Running Spark-Connect Server on kubernetes in cluster mode/high availability mode

767 views Asked by At

I am trying to figure out how to effectively use the new Spark-Connect feature of Spark version >= 3.4.0. Specifically, I want so set up a kubernetes Spark cluster where various applications (mainly pyspark) will connect and submit their workloads. It is my understanding (and please correct me if I'm wrong) that by running the command

./sbin/start-connect-server.sh --packages org.apache.spark:spark-connect_2.12:3.4.0

a shared Spark Context is created, and it is not possible to submit further configurations (i.e. driver/executor cores and memory, packages, etc.) after it is created.

The command creates a spark driver instance inside the pod running the spark connect server (i.e. in client mode). I was also able to set kubernetes as a master, and thus have spark executors be created dynamically uppon task submission from my clients application.

What I want to know is if it is possible to configure the spark cluster in "cluster mode" instead, so that the driver is instantiated in a separate pod from the spark-connect server?

Also, is it possible to run the spark-connect server in high-availability mode?

• _Challenge_:
Return the passage of the Spark Connect question starting at "What I want" and ending at "in high-availability mode?", copied word for word.

• _Recorded data_:
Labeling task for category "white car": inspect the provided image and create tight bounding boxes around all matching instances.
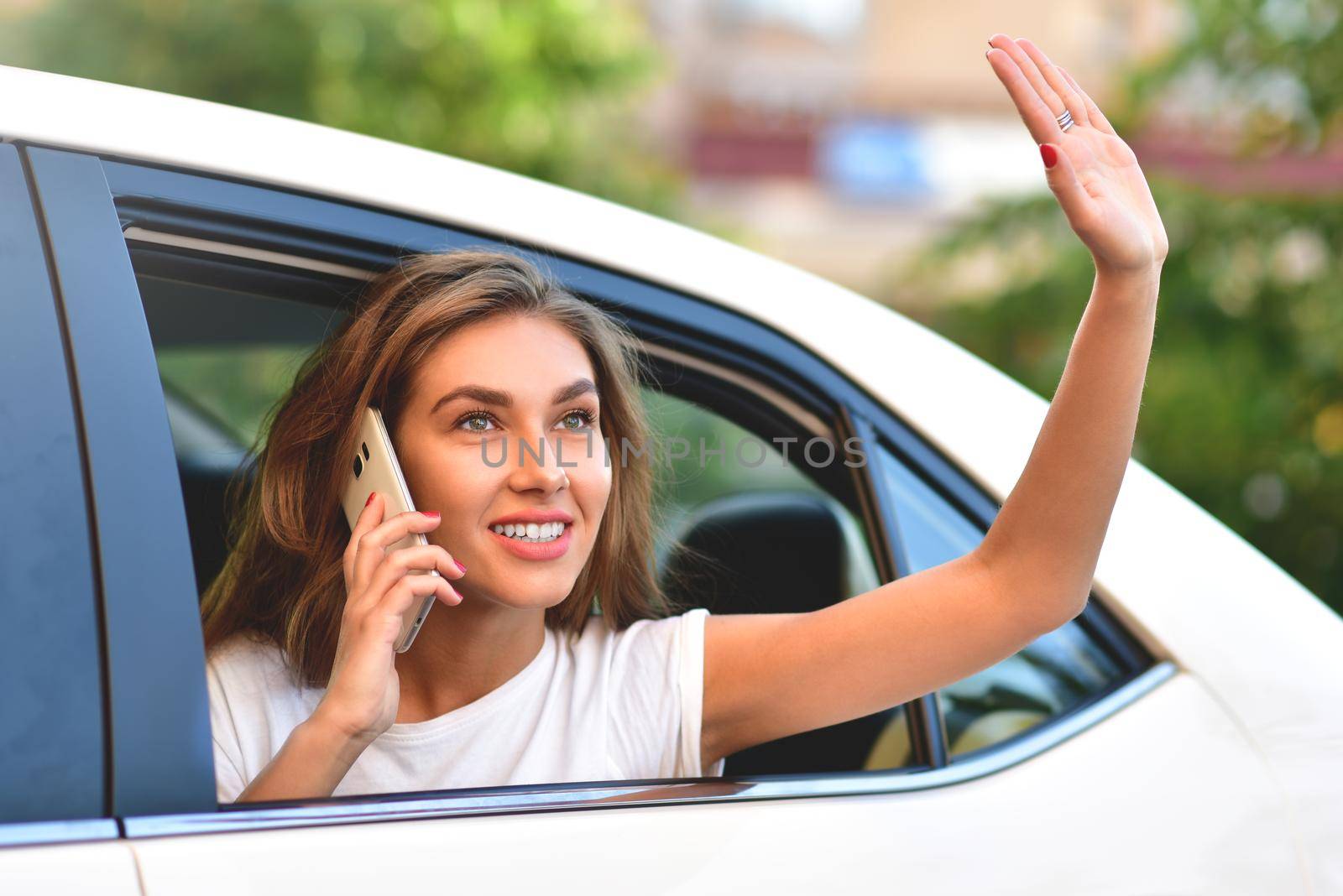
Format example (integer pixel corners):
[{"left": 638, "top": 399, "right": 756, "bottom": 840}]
[{"left": 0, "top": 67, "right": 1343, "bottom": 896}]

• _Result_:
What I want to know is if it is possible to configure the spark cluster in "cluster mode" instead, so that the driver is instantiated in a separate pod from the spark-connect server?

Also, is it possible to run the spark-connect server in high-availability mode?